Referring expression pointing data:
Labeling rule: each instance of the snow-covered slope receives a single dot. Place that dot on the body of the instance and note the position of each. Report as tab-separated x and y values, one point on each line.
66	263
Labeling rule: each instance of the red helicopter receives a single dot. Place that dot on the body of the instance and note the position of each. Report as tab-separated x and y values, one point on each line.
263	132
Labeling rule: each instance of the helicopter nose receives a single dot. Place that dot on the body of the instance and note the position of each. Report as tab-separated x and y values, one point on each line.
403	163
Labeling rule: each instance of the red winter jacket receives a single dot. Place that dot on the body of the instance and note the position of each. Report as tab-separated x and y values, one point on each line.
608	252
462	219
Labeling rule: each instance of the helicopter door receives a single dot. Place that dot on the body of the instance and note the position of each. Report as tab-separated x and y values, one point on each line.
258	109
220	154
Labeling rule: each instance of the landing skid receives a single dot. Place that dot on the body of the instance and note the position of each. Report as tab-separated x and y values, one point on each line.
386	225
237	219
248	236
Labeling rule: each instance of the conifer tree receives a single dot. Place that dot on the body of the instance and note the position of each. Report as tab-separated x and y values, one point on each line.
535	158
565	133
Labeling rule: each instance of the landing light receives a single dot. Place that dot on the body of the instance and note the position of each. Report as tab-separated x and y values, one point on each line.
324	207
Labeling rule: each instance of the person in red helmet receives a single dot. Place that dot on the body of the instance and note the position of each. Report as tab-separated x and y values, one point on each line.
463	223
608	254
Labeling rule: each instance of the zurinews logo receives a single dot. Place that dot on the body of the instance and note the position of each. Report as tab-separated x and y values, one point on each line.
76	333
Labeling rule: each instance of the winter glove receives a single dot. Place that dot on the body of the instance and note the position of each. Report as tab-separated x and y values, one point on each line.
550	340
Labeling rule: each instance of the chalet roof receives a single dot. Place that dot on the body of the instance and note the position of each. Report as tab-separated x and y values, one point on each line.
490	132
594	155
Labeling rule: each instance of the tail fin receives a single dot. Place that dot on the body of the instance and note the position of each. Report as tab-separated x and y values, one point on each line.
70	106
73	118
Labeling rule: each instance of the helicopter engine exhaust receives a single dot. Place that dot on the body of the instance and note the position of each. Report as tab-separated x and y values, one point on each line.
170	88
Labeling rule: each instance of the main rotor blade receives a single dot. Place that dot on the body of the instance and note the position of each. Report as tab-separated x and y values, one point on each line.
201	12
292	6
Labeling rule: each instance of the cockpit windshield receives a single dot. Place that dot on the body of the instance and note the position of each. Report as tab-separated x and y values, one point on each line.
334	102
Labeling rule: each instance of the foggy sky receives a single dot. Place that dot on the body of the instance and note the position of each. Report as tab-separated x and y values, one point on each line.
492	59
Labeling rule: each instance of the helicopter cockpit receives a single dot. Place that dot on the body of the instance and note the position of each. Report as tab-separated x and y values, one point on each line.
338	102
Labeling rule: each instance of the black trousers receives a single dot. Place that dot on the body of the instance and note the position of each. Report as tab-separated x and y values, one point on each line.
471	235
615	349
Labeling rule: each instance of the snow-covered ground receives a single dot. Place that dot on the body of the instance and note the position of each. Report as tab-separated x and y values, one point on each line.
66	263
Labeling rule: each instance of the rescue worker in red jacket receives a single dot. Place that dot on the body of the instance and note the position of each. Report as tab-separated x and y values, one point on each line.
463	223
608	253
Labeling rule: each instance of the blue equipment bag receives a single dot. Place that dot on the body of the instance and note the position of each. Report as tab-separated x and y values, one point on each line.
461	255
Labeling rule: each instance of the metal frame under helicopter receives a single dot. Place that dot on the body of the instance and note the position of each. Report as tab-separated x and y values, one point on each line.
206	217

* **Required work**: Reproduce each entry from the records above, character for character.

* **Final answer**:
Labeling rule: each instance of the snow-covered slope receives a single dot. Place that dot on the body of the instance and note the position of each. Report as tab-separated x and y values, one point on each line.
66	263
Labeling rule: each instance of the red helicopter receives a single dot. Place that dot on the body of the instance and note the position of each. Report as tab-separated x and y values, one point on each line.
263	132
Labeling rule: each instance of the helicopter nose receives a single dot. Place that dot on the body of the instance and note the position of each. Report as tab-separated x and y values, one point on each line.
403	163
Labeling rule: each instance of the red winter jacket receives a single dot. Place that dot on the body of the instance and note the position of each. Report as tab-separated x and y values, one point on each line.
608	252
462	219
Labeling rule: each instance of the helicopter door receives a single dot. Place that dot on the body of the instance and note the position of each. Report as tab-separated x and y values, one point on each line.
258	109
220	154
Labeling rule: each instance of the landing skid receives a single dot. Place that dot on the body of the instance and note the position of each. Report as tab-separated x and y values, one point on each line.
386	225
237	219
248	236
Labeling rule: each instance of the conifer tree receives a single dot. Place that dot on the body of the instance and note the position of each. Report as tab-separated x and y values, one point on each line.
535	158
565	133
Labeling rule: each instance of the landing light receives a single dot. Place that dot on the body of the instance and note the position of each. Report as tab-separated x and y values, one point on each line.
324	207
Labeling rule: each instance of the person in red helmet receives a single dot. Place that dot on the body of the instance and note the position of each. Report as tab-separated x and y values, one point on each line.
463	223
608	254
Labeling rule: each instance of the zurinews logo receives a single dot. Place that dot on the body of the instance and note the position of each. Report as tab-separated x and y values, one point on each line.
76	333
Labeling rule: each instance of the winter glove receives a single dot. Place that dot on the body of the instance and note the position of each. Report as tab-separated x and y values, one point on each line.
550	340
Labeling rule: each instance of the chalet roof receives a single dot. Place that dot on the body of the instance and note the position of each. Report as tab-separated x and y values, one point on each line.
490	132
594	155
Labeling rule: each instance of the tail fin receives a single dot. Place that dot on the body of the instance and note the position of each. Report as tab-separated x and y values, one point on each line.
70	106
73	118
Labeling rule: each instance of the helicopter engine exhaust receives a single dot. Place that dot on the body of the instance and note the position of each. Report as tab-separated x and y values, one point on each line.
170	88
Labeling rule: each instance of the main rotor blade receives a single dot. Place that dot on the body of the instance and note the position of each. Report as tab-separated x and y values, one point on each line.
201	12
292	6
Labeling rule: each instance of the cockpit windshield receives a single dot. Place that dot on the body of the instance and note the position of each. Report as tab-separated x and y values, one point on each line.
334	102
Labeling rule: each instance of the foggy sky receives a single dot. Place that dot on the body of the instance and note the position of each. Report as tab-separated x and y values, one point on each line.
492	59
Labeling rule: each instance of the helicopter cockpit receives a single dot. Place that dot on the body of the instance and note the position of each. Report as tab-separated x and y values, one point on each line.
338	102
Labeling rule: each instance of the black trousers receives a single dot. Place that dot on the body of the instance and note the position of each. Report as tab-separated x and y values, one point on each line.
471	235
615	349
Labeling rule: each instance of the snow-covered ground receives a single dot. Place that dot on the body of the instance and note the position of each. Report as tab-separated x and y values, one point on each line.
66	263
Labeling rule: each instance of the rescue worker in red jacket receives a single dot. Place that dot on the body of the instance and note the position of each. Report as tab-separated x and y values, one point on each line.
463	223
608	253
Labeling rule: each instance of the blue equipment bag receives a single dot. Place that dot on the body of the instance and note the position of each. Report as tab-separated x and y values, one point on each line.
461	255
Labeling rule: each instance of the metal frame under helicopter receives a single dot. Place that dot on the body of the instance and note the position of each. Report as tab-separated x and y values, one point on each line.
206	217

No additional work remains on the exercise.